- [DIRECTIONS FOR THIS TASK]: Extract every line of the records that holds the word "green", and copy each one out in full.

Stored data entries
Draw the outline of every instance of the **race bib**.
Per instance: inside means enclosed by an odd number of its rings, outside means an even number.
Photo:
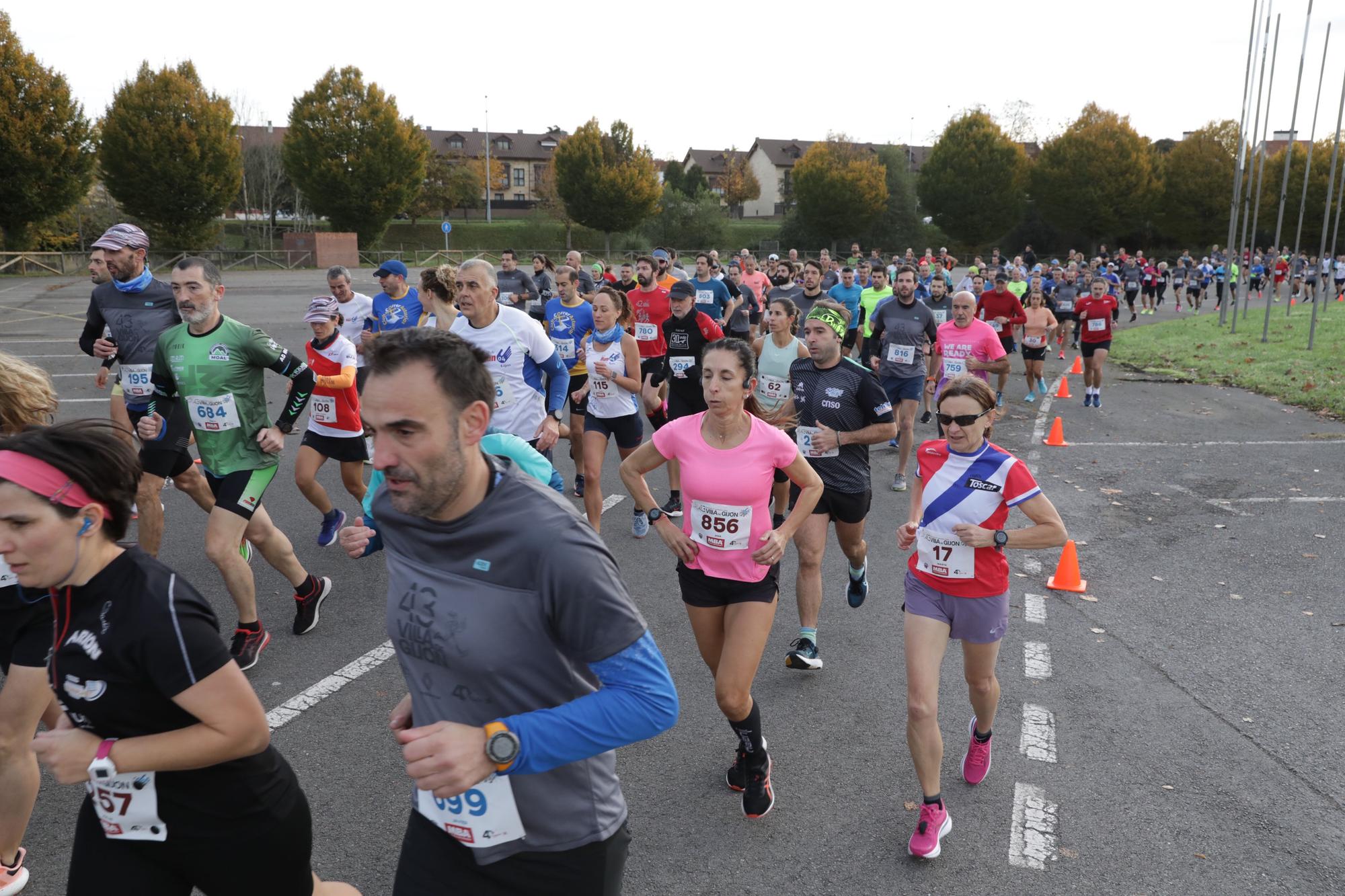
[[[976,549],[962,544],[951,533],[932,533],[923,526],[916,531],[920,572],[939,578],[975,578]]]
[[[313,396],[308,400],[308,414],[315,422],[336,422],[336,396]]]
[[[476,787],[447,799],[417,790],[416,811],[472,849],[499,846],[519,839],[525,833],[518,803],[514,802],[514,787],[508,778],[500,775],[491,775]]]
[[[121,365],[121,390],[128,398],[148,398],[155,394],[149,382],[153,365]]]
[[[795,429],[795,441],[799,443],[799,451],[804,457],[835,457],[841,453],[841,447],[835,445],[831,451],[819,451],[812,447],[812,440],[820,433],[819,426],[799,426]]]
[[[888,344],[888,361],[897,365],[913,365],[916,362],[915,346]]]
[[[514,390],[510,389],[508,381],[504,377],[494,377],[495,379],[495,410],[500,408],[508,408],[514,404]]]
[[[155,772],[126,772],[89,779],[85,784],[102,833],[112,839],[168,839],[168,826],[159,818]]]
[[[242,426],[233,393],[214,398],[187,396],[187,410],[191,413],[191,425],[202,432],[223,432]]]
[[[718,550],[746,550],[752,544],[752,507],[693,500],[691,541]]]
[[[555,336],[551,336],[551,344],[555,346],[555,354],[560,355],[562,361],[569,361],[574,357],[573,339],[557,339]]]

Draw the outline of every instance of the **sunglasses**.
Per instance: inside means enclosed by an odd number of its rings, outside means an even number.
[[[989,414],[991,410],[994,410],[994,408],[986,408],[979,414],[958,414],[958,416],[935,414],[935,417],[939,418],[940,426],[948,426],[951,424],[958,424],[959,426],[970,426],[971,424],[976,422],[978,420]]]

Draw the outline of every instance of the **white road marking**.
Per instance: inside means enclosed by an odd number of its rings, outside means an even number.
[[[1018,752],[1044,763],[1056,761],[1056,714],[1036,704],[1022,705]]]
[[[1060,809],[1034,784],[1013,787],[1013,829],[1009,833],[1009,864],[1044,870],[1056,860],[1056,823]]]
[[[1038,626],[1046,624],[1046,596],[1045,595],[1024,595],[1022,616],[1030,623]]]
[[[272,731],[276,731],[281,725],[299,718],[305,710],[312,709],[360,675],[378,669],[394,655],[393,642],[385,640],[363,657],[323,678],[308,690],[295,694],[280,706],[272,709],[266,713],[266,724],[270,725]]]
[[[1022,669],[1028,678],[1050,678],[1050,644],[1042,640],[1022,642]]]

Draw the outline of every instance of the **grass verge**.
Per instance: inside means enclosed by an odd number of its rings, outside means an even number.
[[[1287,320],[1284,307],[1272,305],[1266,343],[1260,340],[1264,313],[1252,308],[1237,322],[1236,334],[1220,328],[1216,312],[1119,331],[1111,359],[1345,417],[1345,304],[1318,308],[1313,351],[1307,350],[1310,305],[1294,308]]]

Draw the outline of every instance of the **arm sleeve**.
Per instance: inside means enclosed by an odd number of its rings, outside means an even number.
[[[612,657],[589,663],[589,670],[600,683],[592,694],[500,720],[519,740],[508,774],[550,771],[654,737],[677,722],[677,689],[648,631]]]

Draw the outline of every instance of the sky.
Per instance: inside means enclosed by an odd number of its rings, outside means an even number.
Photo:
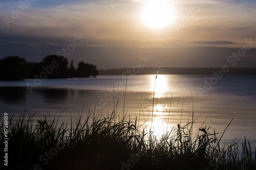
[[[168,12],[156,4],[143,19],[152,2],[1,0],[0,59],[64,55],[75,66],[106,69],[132,67],[146,55],[146,67],[256,67],[255,1],[166,0]],[[156,28],[145,18],[169,21]]]

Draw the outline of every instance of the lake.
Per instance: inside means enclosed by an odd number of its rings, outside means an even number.
[[[137,116],[141,123],[148,124],[154,96],[157,133],[181,122],[185,125],[191,120],[193,111],[194,117],[203,113],[195,127],[199,127],[206,119],[205,124],[211,127],[210,132],[223,132],[236,116],[223,139],[230,142],[236,137],[243,140],[245,136],[255,149],[256,75],[225,75],[220,80],[212,77],[159,75],[155,81],[156,75],[129,76],[125,99],[126,76],[0,81],[1,116],[4,112],[19,116],[26,109],[27,115],[37,112],[36,118],[48,112],[51,116],[63,112],[60,120],[70,121],[71,116],[82,112],[86,117],[94,110],[97,115],[106,116],[115,107],[120,116],[126,113],[132,118]]]

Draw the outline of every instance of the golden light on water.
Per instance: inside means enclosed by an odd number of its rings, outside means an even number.
[[[155,83],[156,76],[152,76],[151,86],[152,91],[155,91],[155,97],[161,98],[167,90],[167,78],[165,75],[158,75]],[[155,90],[154,90],[155,87]]]

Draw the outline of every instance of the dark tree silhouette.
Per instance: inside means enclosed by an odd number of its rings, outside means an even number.
[[[76,76],[78,77],[88,78],[92,76],[96,77],[99,74],[97,70],[97,67],[93,64],[87,63],[84,64],[83,61],[79,62],[76,69]]]
[[[29,75],[28,63],[24,58],[8,56],[0,60],[0,80],[19,80]]]
[[[7,57],[0,60],[0,80],[86,78],[99,74],[96,66],[83,61],[78,63],[76,70],[73,60],[70,67],[68,65],[68,60],[61,56],[48,55],[38,63],[28,63],[17,56]]]

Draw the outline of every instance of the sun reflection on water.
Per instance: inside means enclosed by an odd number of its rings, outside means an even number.
[[[153,75],[151,80],[152,90],[152,91],[155,91],[155,97],[159,99],[163,97],[164,92],[167,91],[168,87],[166,76],[158,75],[157,78],[156,80],[156,76]]]

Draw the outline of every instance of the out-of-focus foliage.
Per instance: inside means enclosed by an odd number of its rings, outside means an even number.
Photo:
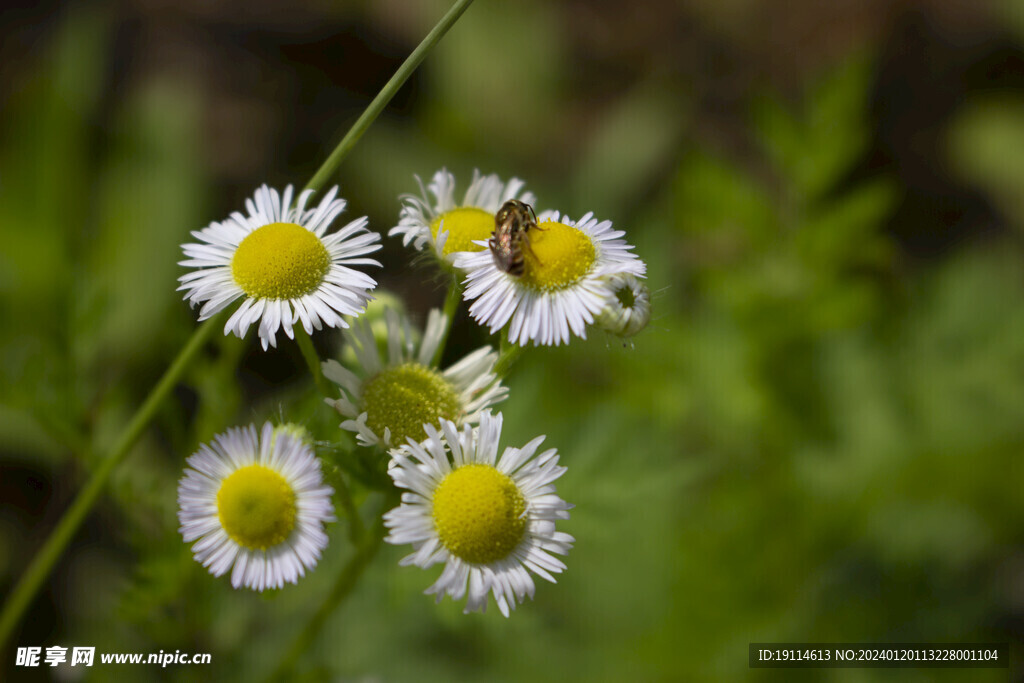
[[[425,32],[434,16],[417,11],[388,19],[395,35]],[[552,3],[474,5],[341,183],[347,215],[383,232],[414,172],[516,174],[539,209],[610,218],[647,261],[647,331],[530,351],[508,381],[506,443],[547,434],[569,468],[568,570],[510,620],[466,616],[421,594],[437,570],[398,567],[406,550],[386,547],[301,659],[304,680],[965,680],[753,672],[754,641],[1011,641],[1019,661],[1024,163],[1012,151],[1024,99],[965,105],[943,138],[951,173],[1018,231],[912,262],[890,222],[901,169],[864,161],[870,46],[797,92],[752,89],[726,143],[696,121],[673,65],[611,94],[590,84],[602,100],[580,95],[564,20]],[[4,590],[190,333],[177,245],[234,208],[211,196],[209,94],[182,74],[112,94],[115,17],[57,26],[3,104]],[[354,112],[333,113],[332,130]],[[250,169],[252,185],[302,183],[334,139],[301,168]],[[389,245],[381,280],[422,316],[440,289],[410,260]],[[449,356],[482,339],[463,315]],[[259,680],[275,664],[351,551],[342,525],[298,586],[257,595],[194,562],[175,517],[184,458],[227,426],[300,421],[328,461],[346,438],[303,392],[297,350],[251,342],[219,338],[189,372],[19,644],[213,655],[135,668],[140,681]],[[338,338],[317,345],[337,352]],[[96,667],[89,680],[123,675]]]

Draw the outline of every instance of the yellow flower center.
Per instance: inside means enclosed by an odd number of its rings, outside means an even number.
[[[525,244],[528,241],[529,244]],[[535,290],[561,290],[590,272],[597,258],[594,243],[581,230],[554,221],[530,229],[522,245],[523,273],[519,278]]]
[[[418,362],[407,362],[381,371],[362,387],[362,410],[367,426],[379,436],[391,430],[391,443],[398,445],[412,437],[427,437],[424,423],[436,425],[440,418],[455,421],[462,407],[455,388]]]
[[[495,231],[495,214],[475,207],[452,209],[434,218],[430,223],[430,233],[435,240],[441,221],[449,233],[442,250],[444,256],[458,251],[481,251],[483,247],[474,245],[473,240],[486,240]]]
[[[217,492],[217,516],[232,541],[266,550],[288,540],[295,528],[295,492],[276,471],[248,465],[232,472]]]
[[[526,499],[490,465],[464,465],[445,476],[433,498],[434,526],[456,557],[489,564],[509,556],[526,532]]]
[[[231,258],[231,275],[254,299],[295,299],[324,282],[331,256],[315,234],[295,223],[270,223],[246,237]]]

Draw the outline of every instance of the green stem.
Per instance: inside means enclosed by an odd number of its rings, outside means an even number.
[[[385,501],[387,505],[390,499],[394,496],[389,496],[388,500]],[[380,550],[381,543],[384,541],[385,528],[384,519],[379,517],[377,524],[374,525],[373,533],[369,538],[365,539],[362,544],[356,546],[355,554],[349,558],[348,562],[342,568],[341,573],[338,574],[338,579],[335,581],[334,588],[331,589],[331,593],[328,594],[324,602],[321,603],[319,608],[312,615],[309,622],[306,623],[302,632],[292,641],[292,646],[288,649],[285,655],[282,657],[281,661],[278,664],[276,669],[270,674],[267,681],[284,681],[289,680],[291,677],[289,674],[295,669],[295,664],[299,660],[299,657],[308,649],[309,645],[316,638],[321,629],[324,628],[324,623],[327,622],[328,617],[338,608],[345,598],[347,598],[351,593],[352,589],[355,588],[355,584],[358,582],[359,577],[370,562],[377,555],[377,551]]]
[[[99,463],[56,527],[50,532],[46,543],[36,553],[29,568],[25,570],[22,580],[11,591],[10,597],[7,598],[3,612],[0,613],[0,647],[10,638],[14,627],[22,618],[22,614],[53,569],[53,565],[60,557],[65,547],[75,536],[75,531],[81,526],[92,506],[95,505],[96,499],[102,493],[114,468],[125,459],[125,456],[131,451],[131,446],[142,435],[142,431],[156,415],[157,409],[160,408],[161,402],[174,388],[174,385],[178,383],[188,364],[203,348],[203,344],[210,338],[213,331],[221,326],[221,315],[216,315],[196,330],[171,367],[167,369],[157,386],[153,388],[145,401],[136,411],[135,416],[121,433],[121,437],[111,450],[110,455]]]
[[[505,376],[508,375],[509,370],[512,368],[512,364],[519,358],[525,347],[510,343],[505,337],[505,330],[502,330],[499,334],[502,335],[502,342],[498,362],[495,364],[495,374],[498,375],[499,379],[505,379]]]
[[[440,22],[427,34],[427,37],[423,39],[412,54],[410,54],[406,61],[398,67],[398,71],[394,73],[391,80],[387,82],[384,88],[378,93],[374,100],[370,102],[370,105],[362,113],[362,116],[356,120],[352,127],[348,130],[348,133],[342,138],[338,146],[334,148],[331,156],[328,157],[324,165],[321,166],[316,174],[313,175],[312,179],[306,183],[306,189],[319,189],[324,186],[334,172],[338,169],[341,161],[348,155],[355,143],[362,136],[362,133],[367,132],[370,128],[370,124],[380,116],[380,113],[384,111],[387,103],[391,101],[398,89],[409,80],[409,77],[413,75],[416,68],[420,66],[420,62],[427,56],[427,52],[437,44],[437,42],[444,37],[449,29],[462,16],[462,13],[473,3],[473,0],[457,0],[457,2],[452,5],[452,8],[447,11],[444,16],[441,17]]]
[[[348,517],[348,540],[357,546],[362,541],[362,537],[366,536],[366,529],[362,527],[359,511],[355,508],[355,501],[352,500],[352,492],[348,489],[348,482],[345,481],[345,477],[340,472],[332,483],[335,484],[334,488],[338,494],[338,500],[341,501],[341,507],[344,508],[345,515]]]
[[[437,350],[434,351],[434,357],[430,361],[430,365],[434,368],[440,366],[441,356],[444,355],[444,345],[447,343],[449,333],[452,332],[452,322],[455,319],[455,313],[459,309],[461,301],[462,285],[459,284],[457,278],[452,278],[452,282],[449,283],[447,294],[444,296],[444,333],[441,335],[440,342],[437,344]]]
[[[316,383],[316,390],[323,395],[333,398],[334,394],[331,393],[331,389],[327,384],[327,378],[324,377],[324,373],[321,370],[319,355],[316,354],[316,349],[313,347],[313,340],[306,334],[305,328],[299,326],[296,329],[295,342],[299,345],[299,350],[302,351],[302,358],[306,361],[306,367],[309,368],[309,374],[313,376],[313,382]]]

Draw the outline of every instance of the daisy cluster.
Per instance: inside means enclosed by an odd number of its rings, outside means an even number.
[[[446,170],[426,186],[417,181],[420,193],[401,198],[390,236],[432,258],[470,316],[506,335],[508,348],[568,343],[586,338],[589,326],[629,337],[646,325],[645,265],[610,221],[536,213],[536,198],[516,178],[474,172],[461,199]],[[484,345],[439,365],[459,299],[450,293],[445,311],[431,310],[422,332],[400,305],[367,314],[377,283],[362,268],[380,266],[369,257],[380,236],[366,217],[331,229],[346,204],[337,187],[315,206],[312,197],[264,185],[245,213],[193,232],[179,290],[200,306],[200,319],[239,302],[224,313],[224,334],[245,337],[255,327],[264,349],[278,345],[279,333],[305,343],[310,369],[333,387],[326,402],[362,453],[328,467],[302,426],[228,429],[187,460],[178,486],[182,538],[212,574],[229,572],[234,588],[296,583],[328,545],[330,469],[342,477],[335,483],[348,475],[352,484],[400,494],[383,516],[384,540],[412,547],[402,565],[443,565],[427,593],[465,598],[467,612],[493,597],[508,616],[532,598],[535,577],[554,583],[565,569],[557,556],[574,540],[556,523],[572,506],[555,492],[565,468],[555,449],[541,450],[544,436],[501,446],[503,417],[494,409],[509,395],[508,350]],[[319,362],[302,335],[325,327],[340,328],[344,345]],[[388,484],[368,474],[374,463]]]

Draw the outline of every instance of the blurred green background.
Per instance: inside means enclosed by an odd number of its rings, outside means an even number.
[[[303,184],[446,5],[23,3],[0,14],[0,595],[195,327],[178,245]],[[304,680],[1004,681],[1024,676],[1024,4],[479,0],[338,175],[381,232],[445,166],[594,211],[649,328],[526,354],[577,538],[504,620],[385,547]],[[423,319],[442,283],[385,240]],[[424,286],[426,283],[426,286]],[[446,356],[485,336],[465,313]],[[337,334],[316,337],[326,353]],[[259,680],[350,553],[234,592],[176,530],[184,458],[297,419],[294,344],[220,338],[34,602],[19,645],[210,652],[86,680]],[[1009,641],[994,671],[748,669],[757,641]],[[15,669],[7,680],[46,680]],[[74,680],[65,678],[61,680]]]

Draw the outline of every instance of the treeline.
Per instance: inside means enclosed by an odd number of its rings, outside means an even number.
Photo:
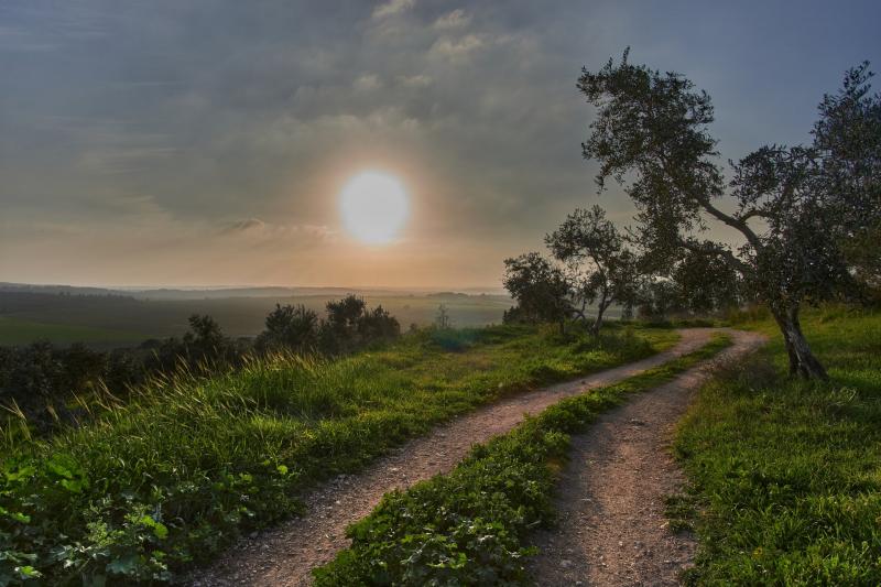
[[[99,351],[47,341],[0,347],[0,404],[44,431],[76,423],[96,395],[124,401],[151,377],[209,374],[271,352],[336,356],[400,334],[398,319],[382,306],[369,308],[348,295],[328,302],[324,318],[303,305],[278,304],[254,339],[230,338],[210,316],[193,315],[183,337],[150,339],[135,348]]]
[[[637,208],[624,233],[599,206],[577,209],[545,243],[505,261],[518,305],[508,319],[587,319],[613,303],[667,313],[760,304],[774,317],[790,372],[828,379],[802,331],[804,306],[878,300],[881,289],[881,94],[864,62],[818,105],[808,144],[760,146],[726,180],[710,132],[714,107],[686,77],[629,61],[583,69],[595,108],[583,156],[598,192],[618,184]],[[710,231],[738,233],[732,247]]]

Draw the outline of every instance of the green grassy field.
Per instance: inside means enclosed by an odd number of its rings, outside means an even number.
[[[475,446],[449,474],[388,493],[348,529],[351,547],[316,569],[316,585],[529,585],[531,533],[554,520],[553,488],[569,435],[729,344],[716,335],[689,355],[567,398]]]
[[[0,476],[0,583],[167,580],[296,494],[432,425],[535,385],[671,346],[665,329],[422,330],[336,361],[280,356],[155,382],[79,428],[12,441]]]
[[[73,324],[52,324],[0,316],[0,345],[28,345],[35,340],[98,343],[101,345],[134,345],[143,340],[139,333],[95,328]]]
[[[829,383],[785,377],[769,346],[721,370],[682,423],[700,539],[693,584],[881,584],[881,314],[804,318]]]

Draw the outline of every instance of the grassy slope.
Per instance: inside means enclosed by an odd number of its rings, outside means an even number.
[[[630,329],[599,341],[514,327],[422,333],[331,362],[279,357],[157,383],[79,430],[7,446],[0,584],[32,568],[53,584],[166,579],[167,568],[296,511],[296,491],[442,420],[675,339]]]
[[[808,313],[831,376],[790,381],[771,344],[708,384],[676,448],[695,485],[699,584],[881,584],[881,314]]]
[[[567,398],[476,446],[449,474],[388,493],[348,529],[351,547],[316,570],[317,585],[529,584],[530,531],[554,518],[551,496],[568,435],[630,393],[672,380],[729,343],[717,336],[700,350],[621,383]]]

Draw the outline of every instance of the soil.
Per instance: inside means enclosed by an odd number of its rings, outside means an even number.
[[[731,331],[735,345],[716,360],[741,356],[763,343]],[[543,531],[531,563],[537,585],[678,585],[696,541],[673,533],[665,498],[684,477],[670,450],[676,422],[711,363],[635,396],[572,439],[570,460],[557,485],[559,522]]]
[[[675,357],[696,350],[708,341],[713,331],[709,328],[681,330],[682,338],[671,350],[574,381],[508,398],[440,425],[428,435],[411,441],[400,449],[378,459],[365,471],[354,476],[341,475],[323,485],[305,497],[305,513],[302,517],[273,530],[251,534],[251,536],[240,541],[239,544],[229,550],[213,566],[194,574],[188,579],[188,583],[194,586],[309,585],[312,583],[311,570],[327,563],[337,552],[349,545],[349,540],[345,536],[346,526],[370,513],[385,492],[392,489],[406,489],[417,481],[448,471],[468,454],[471,445],[483,443],[492,436],[510,431],[523,420],[525,414],[539,413],[563,398],[583,393],[591,388],[621,381]],[[752,340],[749,336],[739,334],[737,348],[742,349],[744,341]],[[655,395],[655,393],[646,394],[640,398],[638,402],[644,402],[649,398],[654,399]],[[671,393],[663,392],[664,398],[667,395],[671,395]],[[675,393],[672,395],[675,395]],[[661,399],[659,401],[665,402]],[[657,417],[652,415],[654,409],[651,405],[644,406],[642,410],[648,411],[649,414],[639,412],[637,415],[629,417],[631,420],[640,418],[645,421],[646,425],[635,426],[624,421],[621,424],[621,430],[633,428],[633,431],[642,431],[656,425],[665,426],[675,420],[675,414],[681,412],[679,407],[684,409],[683,401],[674,401],[677,407],[670,411],[670,413],[665,410],[659,411]],[[650,421],[652,422],[651,424],[649,424]],[[607,428],[608,424],[602,430]],[[621,436],[619,439],[624,441],[623,444],[626,446],[630,446],[630,441],[626,438],[629,438],[629,436]],[[578,445],[580,450],[587,449],[587,445],[584,445],[580,441]],[[660,450],[661,446],[659,445],[656,448]],[[603,461],[607,461],[608,458],[601,455],[614,449],[613,442],[607,443],[591,458],[598,461],[606,459]],[[619,455],[619,453],[614,454]],[[623,453],[620,454],[621,456],[612,458],[623,458]],[[577,465],[579,463],[585,463],[580,452],[577,453],[572,463],[575,467],[573,470],[578,469]],[[592,474],[595,468],[591,467],[587,470]],[[659,475],[665,475],[665,472],[659,472]],[[603,485],[606,483],[605,476],[592,477],[596,477],[597,480],[602,480]],[[645,475],[638,475],[638,477],[643,482],[635,485],[645,485]],[[614,482],[610,482],[606,487],[607,489],[613,489],[614,493],[621,494],[621,482],[633,485],[630,480],[624,481],[622,478],[616,478]],[[596,488],[592,490],[596,490]],[[564,501],[563,503],[566,504],[568,502]],[[642,508],[648,506],[648,502],[637,502],[633,506]],[[598,513],[601,514],[602,512]],[[574,514],[577,515],[575,512]],[[653,519],[651,523],[661,524],[662,522]],[[564,523],[561,531],[566,532],[567,530],[568,526]],[[632,544],[633,540],[628,544]],[[555,544],[562,544],[562,542]],[[579,546],[573,544],[570,547]],[[564,557],[553,545],[548,554],[551,557],[544,556],[542,558],[544,564],[539,568],[554,566],[554,564],[548,564],[548,561],[558,562],[566,558],[573,562],[578,558],[575,554],[568,553],[564,553]],[[577,568],[586,569],[587,567]],[[566,576],[580,575],[581,570],[578,569],[567,569],[572,573],[567,573]],[[557,583],[552,580],[546,585],[557,585]]]

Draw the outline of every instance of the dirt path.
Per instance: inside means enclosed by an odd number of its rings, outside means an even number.
[[[721,356],[740,356],[763,343],[732,331]],[[673,426],[707,365],[635,396],[573,437],[572,460],[558,487],[559,525],[537,536],[531,570],[537,585],[677,585],[695,542],[667,530],[664,498],[681,490],[682,471],[670,453]]]
[[[508,432],[525,413],[537,413],[567,395],[607,385],[659,366],[703,346],[713,330],[681,330],[671,350],[583,379],[532,391],[497,402],[438,426],[427,436],[405,444],[357,476],[340,476],[306,498],[306,511],[278,529],[252,534],[214,566],[191,579],[208,585],[308,585],[311,570],[330,561],[349,541],[344,532],[376,507],[388,491],[404,489],[452,469],[470,450]]]

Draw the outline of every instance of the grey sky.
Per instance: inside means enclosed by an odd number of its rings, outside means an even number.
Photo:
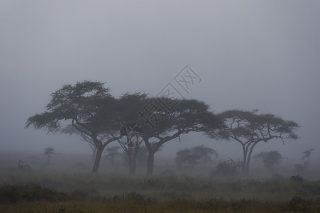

- [EXERCISE SOLUTION]:
Draw the outline of every instance of the green stem.
Draw the outline of every instance of the blurred green background.
Draw the outline of every instance of the green grassy field.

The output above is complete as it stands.